§ SOURCE DOCUMENT:
(begin)

Rotate the ATLAS to match the view in the finder.  That's what we all do.  With a Newt finder on a Newt main scope all three will then be the same orientation no matter where you have the scope pointed.. 

 

Mental exercise:  Your dob is pointed halfway up the sky and due east. The focuser on your dob is set up to be 30º above the horizontal for easy viewing and is on the right side of the tube (from behind).  You are sitting upright on your stool.  Q: Where is North in the eyepiece view?    Repeat for a bunch of other parts of the sky.  (Bonus points for viewing just below Polaris!).   North and the direction of drift can be just about anywhere in your seated view through the eyepiece...

 

My point is that we all rotate our atlases already to match the sky in whatever  direction our dob is pointing.  I just think that once you get the atlas/finder the same orientation it is nice to not have to do a 180º rotation to get the view in the main scope to match the first two.. 

 

Dave

 

Dave:

 

We don't all rotate our atlas's.  I am not using a paper atlas, I am using Sky Safari, my sky view is permanently aligned to the alt-az axes.  I am not using north-south, east-west.  When I move the scope on in the azimuth direction, the view in the finder moves in the azimuth direction, oriented by the cross hairs.

 

SkySafari has many capabilities that a paper chart does not have.  When I am using the magnifying finder, I choose a view that is appropriate for a 10x50 finder with cross hairs and a 6.4 degree TFoV, the cross hairs, the finder field, the star magnitudes are all chosen to match what I see in the finder.  Since Sky Safari is providing me with the cross hairs, it's relatively straightforward to simply match the view in the finder to the Sky Safari view.

(end)

§ STORED RECORDS:
(begin)

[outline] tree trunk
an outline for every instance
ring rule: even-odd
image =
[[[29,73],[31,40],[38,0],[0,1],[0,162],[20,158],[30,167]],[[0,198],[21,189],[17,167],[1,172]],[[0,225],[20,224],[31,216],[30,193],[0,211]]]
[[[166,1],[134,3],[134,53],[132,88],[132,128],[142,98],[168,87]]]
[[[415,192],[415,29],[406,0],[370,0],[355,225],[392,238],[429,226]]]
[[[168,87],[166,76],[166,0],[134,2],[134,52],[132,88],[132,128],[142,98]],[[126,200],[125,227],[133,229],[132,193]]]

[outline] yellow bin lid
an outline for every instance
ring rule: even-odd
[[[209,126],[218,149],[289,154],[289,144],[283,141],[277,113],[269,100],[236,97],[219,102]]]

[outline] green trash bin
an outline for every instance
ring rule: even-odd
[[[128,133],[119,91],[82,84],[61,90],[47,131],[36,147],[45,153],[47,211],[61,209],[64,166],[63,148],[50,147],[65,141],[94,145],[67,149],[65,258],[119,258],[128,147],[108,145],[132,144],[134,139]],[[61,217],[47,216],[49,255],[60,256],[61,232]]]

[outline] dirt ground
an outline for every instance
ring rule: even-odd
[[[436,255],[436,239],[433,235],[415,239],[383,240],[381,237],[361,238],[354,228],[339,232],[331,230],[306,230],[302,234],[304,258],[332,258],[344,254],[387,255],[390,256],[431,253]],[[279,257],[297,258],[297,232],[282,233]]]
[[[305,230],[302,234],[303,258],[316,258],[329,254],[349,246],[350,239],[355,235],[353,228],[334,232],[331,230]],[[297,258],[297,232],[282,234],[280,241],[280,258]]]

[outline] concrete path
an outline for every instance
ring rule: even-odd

(end)

§ YOUR INSTRUCTIONS: In the discussion of finder and atlas orientation, write out the passage that begins at the words "Mental exercise:  Your" and stops after "the first two..". You won't need the listing.

§ TASK RESULT:
Mental exercise:  Your dob is pointed halfway up the sky and due east. The focuser on your dob is set up to be 30º above the horizontal for easy viewing and is on the right side of the tube (from behind).  You are sitting upright on your stool.  Q: Where is North in the eyepiece view?    Repeat for a bunch of other parts of the sky.  (Bonus points for viewing just below Polaris!).   North and the direction of drift can be just about anywhere in your seated view through the eyepiece...

 

My point is that we all rotate our atlases already to match the sky in whatever  direction our dob is pointing.  I just think that once you get the atlas/finder the same orientation it is nice to not have to do a 180º rotation to get the view in the main scope to match the first two..